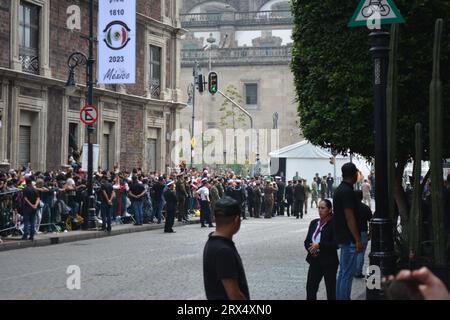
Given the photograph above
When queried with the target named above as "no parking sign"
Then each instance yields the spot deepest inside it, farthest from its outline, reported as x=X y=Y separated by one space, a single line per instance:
x=89 y=115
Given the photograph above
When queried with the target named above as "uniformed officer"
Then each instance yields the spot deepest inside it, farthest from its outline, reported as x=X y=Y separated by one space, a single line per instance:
x=171 y=204
x=181 y=198
x=271 y=189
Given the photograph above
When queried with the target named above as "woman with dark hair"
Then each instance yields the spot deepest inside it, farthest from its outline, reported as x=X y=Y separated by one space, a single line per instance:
x=322 y=253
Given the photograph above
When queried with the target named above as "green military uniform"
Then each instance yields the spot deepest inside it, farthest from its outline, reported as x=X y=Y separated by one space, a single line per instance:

===============

| TASK BRIEF |
Please rewrite the records above with "photograph" changed to "image" everywhere and nothing else altered, leaving out the pictures.

| RESULT |
Given the image above
When queried with the target named above as "no parking sign"
Then each instance yields the spot deepest inside it, farthest from its outline, reported as x=X y=Y separated by one space, a single line per instance:
x=89 y=115
Given the image above
When queried with the target named above as "uniformed officer"
Then each instance yields the spot deepest inside it, farthest from its outline, reported as x=X y=Y separated by one space, a single line per instance:
x=171 y=204
x=181 y=198
x=271 y=189
Given the image above
When queried with the target named above as "woman with dark hair"
Then each instance yields the spot deepest inside it, farthest from its outline, reported as x=X y=Y separated by one space, a single line per instance:
x=322 y=253
Given the image above
When queried with the target named above as "green military uniform"
Then each instance yields the spot deepest inside it, farthest from its outline, reported as x=X y=Y separated by one space, a single line per instance:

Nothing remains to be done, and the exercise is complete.